■ Passage shown
With mental health and wellness taking centre stage, breathwork has paved its way to becoming an integral tool for emotional release, especially after the pandemic. But why? According to a study published by the Frontiers In Human Neuroscience, slow breathing techniques are linked to the autonomic and central nervous system, and it helps your body relax and increases heart rate variability.If there’s one thing that binds the world together, it’s stress. “The moment we focus our minds on our breath, there is a sense of calmness. The world around us is changing, and we need to find an anchor within our lives that’ll help us release this stress and allow us to feel our emotions. That anchor can be your breath,” says Sondhi. Stress aside, breathwork is also an excellent tool for processing and regulating many more mental aggressors.

A) Anxiety Management
Thirty-six-year-old wellness teacher Amrita Kaur Rana ound breathwork to be a great tool to combat her anxiety. “About five years ago, I realised I had very high functioning (but unacknowledged) anxiety that was crippling. At that point, I had started life coaching with a friend, and she’d tell me to ‘breathe’. I did not realise how unconscious I was of my breath. Another healer I worked with taught me intentional sighs to release the heaviness I experienced, and I found that to be very effective.” Later, Rana stumbled upon various YouTube videos on breathwork, gave them a touch of her own, and started incorporating the technique into her daily life. “With every intentional breath, I am more centred and mindful of my environment. At times of chaos or certain triggers, I find that it soothes me almost immediately,” she adds.

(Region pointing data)

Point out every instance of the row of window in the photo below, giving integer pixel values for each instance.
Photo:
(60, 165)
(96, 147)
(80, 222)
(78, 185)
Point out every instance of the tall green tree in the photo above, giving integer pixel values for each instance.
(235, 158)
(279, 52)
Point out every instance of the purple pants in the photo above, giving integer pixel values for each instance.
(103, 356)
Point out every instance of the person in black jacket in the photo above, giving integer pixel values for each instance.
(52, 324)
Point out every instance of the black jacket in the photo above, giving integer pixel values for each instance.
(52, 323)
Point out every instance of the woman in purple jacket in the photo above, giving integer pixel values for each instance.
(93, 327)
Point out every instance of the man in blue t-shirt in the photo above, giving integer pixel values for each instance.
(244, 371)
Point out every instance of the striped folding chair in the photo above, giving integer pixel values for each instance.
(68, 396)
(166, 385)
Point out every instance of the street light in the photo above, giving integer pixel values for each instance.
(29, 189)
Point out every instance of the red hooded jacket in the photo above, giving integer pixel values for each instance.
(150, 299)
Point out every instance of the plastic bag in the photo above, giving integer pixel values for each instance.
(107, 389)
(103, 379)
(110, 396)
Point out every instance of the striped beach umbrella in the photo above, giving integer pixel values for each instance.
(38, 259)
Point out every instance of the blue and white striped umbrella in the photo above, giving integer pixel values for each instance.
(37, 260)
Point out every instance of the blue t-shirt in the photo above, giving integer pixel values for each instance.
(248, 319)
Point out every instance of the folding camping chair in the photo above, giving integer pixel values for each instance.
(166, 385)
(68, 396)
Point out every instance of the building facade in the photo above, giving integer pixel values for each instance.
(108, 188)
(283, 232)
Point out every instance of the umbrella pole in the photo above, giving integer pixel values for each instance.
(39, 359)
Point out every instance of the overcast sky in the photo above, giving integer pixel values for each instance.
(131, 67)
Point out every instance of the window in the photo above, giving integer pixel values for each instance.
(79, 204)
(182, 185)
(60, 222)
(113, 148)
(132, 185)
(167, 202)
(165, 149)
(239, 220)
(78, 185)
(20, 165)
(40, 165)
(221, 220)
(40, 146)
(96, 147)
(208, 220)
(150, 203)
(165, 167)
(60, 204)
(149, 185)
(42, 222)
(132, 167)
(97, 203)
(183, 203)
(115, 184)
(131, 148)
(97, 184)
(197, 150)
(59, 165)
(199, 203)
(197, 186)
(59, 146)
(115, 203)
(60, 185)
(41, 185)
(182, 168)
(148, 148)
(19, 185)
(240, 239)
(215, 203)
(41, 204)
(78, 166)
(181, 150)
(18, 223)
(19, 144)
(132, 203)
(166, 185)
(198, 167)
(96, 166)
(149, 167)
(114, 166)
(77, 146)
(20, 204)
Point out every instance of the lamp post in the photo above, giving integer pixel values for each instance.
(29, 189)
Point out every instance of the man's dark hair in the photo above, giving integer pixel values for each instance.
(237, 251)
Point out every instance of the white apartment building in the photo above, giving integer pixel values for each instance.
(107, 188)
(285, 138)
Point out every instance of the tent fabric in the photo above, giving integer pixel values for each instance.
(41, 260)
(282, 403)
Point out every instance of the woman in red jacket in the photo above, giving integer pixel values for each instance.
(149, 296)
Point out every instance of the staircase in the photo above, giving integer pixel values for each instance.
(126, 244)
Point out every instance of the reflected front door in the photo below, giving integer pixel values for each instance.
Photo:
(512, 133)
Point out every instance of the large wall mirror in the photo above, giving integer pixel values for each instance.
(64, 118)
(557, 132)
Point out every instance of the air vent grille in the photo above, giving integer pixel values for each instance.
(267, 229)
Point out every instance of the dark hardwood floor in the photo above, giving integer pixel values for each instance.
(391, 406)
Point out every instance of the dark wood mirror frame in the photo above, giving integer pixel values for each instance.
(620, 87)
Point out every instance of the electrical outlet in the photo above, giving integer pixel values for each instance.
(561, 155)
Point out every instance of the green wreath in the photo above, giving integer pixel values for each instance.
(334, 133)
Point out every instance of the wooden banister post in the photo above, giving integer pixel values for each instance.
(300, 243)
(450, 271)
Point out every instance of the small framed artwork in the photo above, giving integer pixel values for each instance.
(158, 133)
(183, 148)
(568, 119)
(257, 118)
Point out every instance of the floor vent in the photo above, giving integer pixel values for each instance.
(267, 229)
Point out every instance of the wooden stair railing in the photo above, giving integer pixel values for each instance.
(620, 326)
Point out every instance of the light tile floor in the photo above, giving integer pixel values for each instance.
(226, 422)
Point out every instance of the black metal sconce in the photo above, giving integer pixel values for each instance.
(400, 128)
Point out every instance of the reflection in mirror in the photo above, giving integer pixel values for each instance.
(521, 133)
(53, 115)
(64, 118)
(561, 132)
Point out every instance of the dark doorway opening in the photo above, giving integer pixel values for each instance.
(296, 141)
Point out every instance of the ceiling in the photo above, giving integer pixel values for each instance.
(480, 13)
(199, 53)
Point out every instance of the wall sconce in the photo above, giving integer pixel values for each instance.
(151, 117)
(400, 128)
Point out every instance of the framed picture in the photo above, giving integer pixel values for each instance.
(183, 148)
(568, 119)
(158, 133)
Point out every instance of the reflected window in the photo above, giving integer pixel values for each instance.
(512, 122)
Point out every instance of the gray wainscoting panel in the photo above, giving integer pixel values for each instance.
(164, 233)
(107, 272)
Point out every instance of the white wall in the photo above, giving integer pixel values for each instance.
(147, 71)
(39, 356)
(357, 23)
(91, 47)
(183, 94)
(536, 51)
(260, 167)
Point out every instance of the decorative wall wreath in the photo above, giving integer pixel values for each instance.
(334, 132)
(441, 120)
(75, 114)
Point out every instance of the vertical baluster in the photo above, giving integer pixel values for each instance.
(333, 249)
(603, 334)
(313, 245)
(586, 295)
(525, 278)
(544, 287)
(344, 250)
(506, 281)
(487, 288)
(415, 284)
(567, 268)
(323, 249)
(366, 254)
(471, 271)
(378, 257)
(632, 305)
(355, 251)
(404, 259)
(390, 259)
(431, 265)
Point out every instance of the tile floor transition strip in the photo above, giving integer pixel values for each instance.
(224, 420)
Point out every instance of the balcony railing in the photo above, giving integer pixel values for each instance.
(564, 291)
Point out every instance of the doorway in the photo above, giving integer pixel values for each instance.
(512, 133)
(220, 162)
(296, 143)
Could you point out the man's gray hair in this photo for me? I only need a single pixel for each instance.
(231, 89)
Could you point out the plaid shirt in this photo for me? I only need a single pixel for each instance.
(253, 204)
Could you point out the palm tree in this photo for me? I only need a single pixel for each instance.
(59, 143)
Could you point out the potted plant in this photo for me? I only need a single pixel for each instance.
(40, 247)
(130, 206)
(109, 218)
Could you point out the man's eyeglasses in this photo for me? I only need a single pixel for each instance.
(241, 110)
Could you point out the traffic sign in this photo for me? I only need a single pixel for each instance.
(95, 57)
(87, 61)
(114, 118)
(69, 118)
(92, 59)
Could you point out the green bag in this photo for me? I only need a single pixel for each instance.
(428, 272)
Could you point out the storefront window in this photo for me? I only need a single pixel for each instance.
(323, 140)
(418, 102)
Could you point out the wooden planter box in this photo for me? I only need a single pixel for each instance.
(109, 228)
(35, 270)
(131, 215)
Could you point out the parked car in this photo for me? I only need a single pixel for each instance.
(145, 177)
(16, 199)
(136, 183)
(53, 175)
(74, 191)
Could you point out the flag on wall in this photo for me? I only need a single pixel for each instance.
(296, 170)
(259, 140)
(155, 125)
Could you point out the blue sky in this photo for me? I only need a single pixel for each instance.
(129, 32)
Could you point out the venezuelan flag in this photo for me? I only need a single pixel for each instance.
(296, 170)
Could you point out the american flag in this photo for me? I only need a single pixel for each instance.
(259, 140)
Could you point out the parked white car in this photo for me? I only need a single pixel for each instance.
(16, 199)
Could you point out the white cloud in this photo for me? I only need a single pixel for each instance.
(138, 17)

■ Task set
a. List every proper name of a person, publication, or website that appears in the article on breathwork.
b. Continue the article on breathwork from the point where it stops.

■ List of answers
a. Frontiers In Human Neuroscience, Sondhi, Amrita Kaur Rana, YouTube

b.
B) Acknowledging Repressed Emotions
The peak of the pandemic, coupled with worsening mental health and the grief of her mother’s death, pushed 29-year-old launch copywriter Shalaka Kay to incorporate somatic meditation into her routine. “I wanted a healthy way to process all the emotions and feelings stuck in my body,” she says. “Breathwork grounded me while giving me the space to process these feelings.” In a LinkedIn post, she documented the difficult time describing her struggle with unresolved trauma and grief. Through breathwork, she found herself tapping into memories of her mother and all the pain she had suppressed. “It has helped me gain mental clarity and become more emotionally and physically self-aware. I have started feeling my emotions deeper in my body, and I can self-regulate in the difficult moments now.”Kay isn’t the only one who experienced this flow. Twenty-one-year-old clinical hypnotherapist Tavneet N Kaur felt a sense of release after an intense breathwork session. “The emotions that didn’t find a release were stored somewhere in the body. Through my breath, I released all those stored emotions weighing me down. I didn’t even know I held so much within. I broke down – I had internalised so much throughout my life that releasing it took a lot of effort.”